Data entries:
* * * *

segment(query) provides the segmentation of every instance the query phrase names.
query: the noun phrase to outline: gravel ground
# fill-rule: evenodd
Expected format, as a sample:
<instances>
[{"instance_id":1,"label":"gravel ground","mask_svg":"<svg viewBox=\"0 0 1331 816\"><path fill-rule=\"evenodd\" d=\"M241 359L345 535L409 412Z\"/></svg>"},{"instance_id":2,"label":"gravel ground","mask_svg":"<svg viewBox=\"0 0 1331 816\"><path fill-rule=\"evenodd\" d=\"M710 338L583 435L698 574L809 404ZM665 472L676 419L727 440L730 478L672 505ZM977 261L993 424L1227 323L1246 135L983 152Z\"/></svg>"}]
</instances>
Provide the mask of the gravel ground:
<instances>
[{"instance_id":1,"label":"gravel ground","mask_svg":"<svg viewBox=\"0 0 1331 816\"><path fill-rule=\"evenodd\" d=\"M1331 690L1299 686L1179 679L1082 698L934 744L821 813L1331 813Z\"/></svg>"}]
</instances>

* * * *

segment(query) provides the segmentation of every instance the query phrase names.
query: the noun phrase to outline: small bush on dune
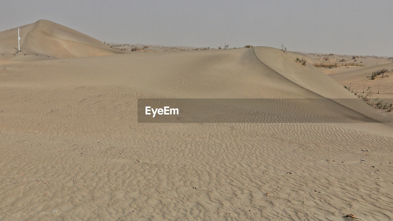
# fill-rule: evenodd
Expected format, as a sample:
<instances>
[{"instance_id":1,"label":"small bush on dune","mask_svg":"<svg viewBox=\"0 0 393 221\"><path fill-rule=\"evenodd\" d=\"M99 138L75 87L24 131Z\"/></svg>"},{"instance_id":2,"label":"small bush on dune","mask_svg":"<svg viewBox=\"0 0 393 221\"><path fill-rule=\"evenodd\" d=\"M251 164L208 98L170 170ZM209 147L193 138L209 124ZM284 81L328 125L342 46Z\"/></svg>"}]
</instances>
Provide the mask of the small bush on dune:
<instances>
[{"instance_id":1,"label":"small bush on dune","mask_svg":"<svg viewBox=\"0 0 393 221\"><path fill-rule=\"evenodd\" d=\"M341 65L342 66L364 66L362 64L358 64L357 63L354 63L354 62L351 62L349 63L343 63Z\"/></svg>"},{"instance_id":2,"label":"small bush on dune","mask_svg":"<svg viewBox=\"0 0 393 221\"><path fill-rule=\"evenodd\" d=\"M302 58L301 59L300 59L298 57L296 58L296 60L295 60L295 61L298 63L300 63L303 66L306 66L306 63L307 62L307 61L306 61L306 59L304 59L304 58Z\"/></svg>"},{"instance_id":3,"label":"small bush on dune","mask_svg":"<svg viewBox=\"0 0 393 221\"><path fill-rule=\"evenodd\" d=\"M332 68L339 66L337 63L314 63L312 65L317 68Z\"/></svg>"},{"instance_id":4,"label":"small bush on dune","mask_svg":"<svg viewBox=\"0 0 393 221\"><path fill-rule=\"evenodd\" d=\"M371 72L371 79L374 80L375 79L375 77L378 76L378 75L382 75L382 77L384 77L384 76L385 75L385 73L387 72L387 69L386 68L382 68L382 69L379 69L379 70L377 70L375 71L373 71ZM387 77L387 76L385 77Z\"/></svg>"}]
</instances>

* * * *

### WHAT IS NEEDED
Gather every line of the entries above that contains the word "small", and copy each one.

### THE OUTPUT
query: the noun phrase to outline: small bush on dune
[{"instance_id":1,"label":"small bush on dune","mask_svg":"<svg viewBox=\"0 0 393 221\"><path fill-rule=\"evenodd\" d=\"M99 138L75 87L24 131Z\"/></svg>"},{"instance_id":2,"label":"small bush on dune","mask_svg":"<svg viewBox=\"0 0 393 221\"><path fill-rule=\"evenodd\" d=\"M251 164L208 98L170 170ZM209 147L193 138L209 124ZM284 81L328 125L342 46Z\"/></svg>"}]
Provide the mask of the small bush on dune:
[{"instance_id":1,"label":"small bush on dune","mask_svg":"<svg viewBox=\"0 0 393 221\"><path fill-rule=\"evenodd\" d=\"M341 65L342 66L364 66L362 64L358 64L357 63L354 63L354 62L351 62L349 63L343 63Z\"/></svg>"},{"instance_id":2,"label":"small bush on dune","mask_svg":"<svg viewBox=\"0 0 393 221\"><path fill-rule=\"evenodd\" d=\"M302 58L301 59L300 59L298 57L296 58L296 60L295 60L295 61L298 63L300 63L303 66L306 66L306 63L307 62L307 61L306 61L306 59L304 59L304 58Z\"/></svg>"},{"instance_id":3,"label":"small bush on dune","mask_svg":"<svg viewBox=\"0 0 393 221\"><path fill-rule=\"evenodd\" d=\"M332 68L339 66L337 63L314 63L312 65L317 68Z\"/></svg>"},{"instance_id":4,"label":"small bush on dune","mask_svg":"<svg viewBox=\"0 0 393 221\"><path fill-rule=\"evenodd\" d=\"M371 72L371 79L374 80L375 79L375 77L378 76L378 75L382 75L382 77L384 77L384 76L385 75L385 73L387 72L387 69L386 68L382 68L382 69L379 69L379 70L377 70L375 71L373 71ZM387 77L387 76L385 77Z\"/></svg>"}]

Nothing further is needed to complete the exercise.